[START OF GIVEN DATA]

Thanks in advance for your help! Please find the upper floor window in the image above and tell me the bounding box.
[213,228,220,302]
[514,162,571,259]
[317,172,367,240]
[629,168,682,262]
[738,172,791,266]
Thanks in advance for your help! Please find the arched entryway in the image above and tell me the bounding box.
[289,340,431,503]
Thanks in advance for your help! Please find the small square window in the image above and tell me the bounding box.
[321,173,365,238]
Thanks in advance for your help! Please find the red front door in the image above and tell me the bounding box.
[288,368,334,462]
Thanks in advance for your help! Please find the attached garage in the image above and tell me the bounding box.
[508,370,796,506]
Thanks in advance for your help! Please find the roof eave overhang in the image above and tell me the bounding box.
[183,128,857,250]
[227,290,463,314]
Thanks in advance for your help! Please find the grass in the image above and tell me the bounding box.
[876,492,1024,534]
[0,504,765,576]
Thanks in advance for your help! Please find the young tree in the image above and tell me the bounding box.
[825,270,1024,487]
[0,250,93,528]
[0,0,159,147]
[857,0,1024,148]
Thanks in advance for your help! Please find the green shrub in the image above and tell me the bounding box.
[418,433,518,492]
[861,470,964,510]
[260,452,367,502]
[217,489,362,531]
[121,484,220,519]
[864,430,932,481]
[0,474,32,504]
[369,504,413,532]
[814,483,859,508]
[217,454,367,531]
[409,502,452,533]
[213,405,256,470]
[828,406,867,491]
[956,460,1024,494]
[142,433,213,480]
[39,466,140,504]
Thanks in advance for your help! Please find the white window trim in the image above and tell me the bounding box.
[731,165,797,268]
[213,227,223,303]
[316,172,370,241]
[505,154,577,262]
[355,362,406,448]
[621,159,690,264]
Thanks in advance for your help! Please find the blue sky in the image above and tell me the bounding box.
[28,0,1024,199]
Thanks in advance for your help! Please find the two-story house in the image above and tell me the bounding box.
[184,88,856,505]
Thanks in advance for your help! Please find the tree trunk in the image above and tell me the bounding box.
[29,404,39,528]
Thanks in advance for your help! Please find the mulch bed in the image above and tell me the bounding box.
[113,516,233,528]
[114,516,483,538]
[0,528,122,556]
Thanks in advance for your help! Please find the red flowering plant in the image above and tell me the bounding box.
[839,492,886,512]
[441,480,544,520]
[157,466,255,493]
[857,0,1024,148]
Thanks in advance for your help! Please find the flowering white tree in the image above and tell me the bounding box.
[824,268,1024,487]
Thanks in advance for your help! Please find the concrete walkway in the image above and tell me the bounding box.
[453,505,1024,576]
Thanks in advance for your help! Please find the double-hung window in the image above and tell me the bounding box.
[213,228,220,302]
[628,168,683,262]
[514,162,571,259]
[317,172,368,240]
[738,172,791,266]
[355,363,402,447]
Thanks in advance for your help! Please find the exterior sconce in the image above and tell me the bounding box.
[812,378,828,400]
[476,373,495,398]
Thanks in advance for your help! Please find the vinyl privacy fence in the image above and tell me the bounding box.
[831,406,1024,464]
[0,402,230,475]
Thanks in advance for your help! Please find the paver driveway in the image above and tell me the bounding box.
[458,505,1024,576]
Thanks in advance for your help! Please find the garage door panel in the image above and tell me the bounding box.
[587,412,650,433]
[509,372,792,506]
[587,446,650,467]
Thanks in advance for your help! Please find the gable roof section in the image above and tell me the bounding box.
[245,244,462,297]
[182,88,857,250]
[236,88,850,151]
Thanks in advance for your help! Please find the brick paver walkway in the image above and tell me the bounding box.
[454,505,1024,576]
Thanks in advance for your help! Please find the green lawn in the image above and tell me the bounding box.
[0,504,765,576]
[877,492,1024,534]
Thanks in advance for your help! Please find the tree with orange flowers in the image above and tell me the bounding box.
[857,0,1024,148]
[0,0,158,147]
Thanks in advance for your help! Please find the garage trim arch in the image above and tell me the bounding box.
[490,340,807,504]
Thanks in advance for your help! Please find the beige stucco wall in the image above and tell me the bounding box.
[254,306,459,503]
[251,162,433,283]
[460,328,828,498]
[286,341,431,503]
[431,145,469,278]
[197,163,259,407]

[END OF GIVEN DATA]

WHAT YOU SHOULD DO> Render the part of the lines above that opens with the line containing "Thanks in advance for your help! Please find the vinyl" and closes with the line containing "[236,88,850,151]", both included, as a Markdown table with the columns Row and Line. Skip any blank lines.

TASK SOLUTION>
| Row | Line |
|---|---|
| 1 | Thanks in advance for your help! Please find the vinyl privacy fence in the image above and tell me the bounding box. |
| 2 | [831,406,1024,464] |
| 3 | [0,402,230,475] |
| 4 | Thanks in advance for your help! Please find the paver driveway in the image above and tell me the bounding box. |
| 5 | [458,505,1024,576] |
| 6 | Thanks in advance for your help! Please find the garage door panel in the image above and tell me the bounding box. |
| 7 | [587,412,650,433] |
| 8 | [509,372,792,506] |
| 9 | [587,446,650,467] |
| 10 | Thanks in advance for your help! Please find the gable roof section in the image above and tell me the bounding box. |
| 11 | [245,244,462,297] |
| 12 | [182,88,857,250] |
| 13 | [236,88,850,151] |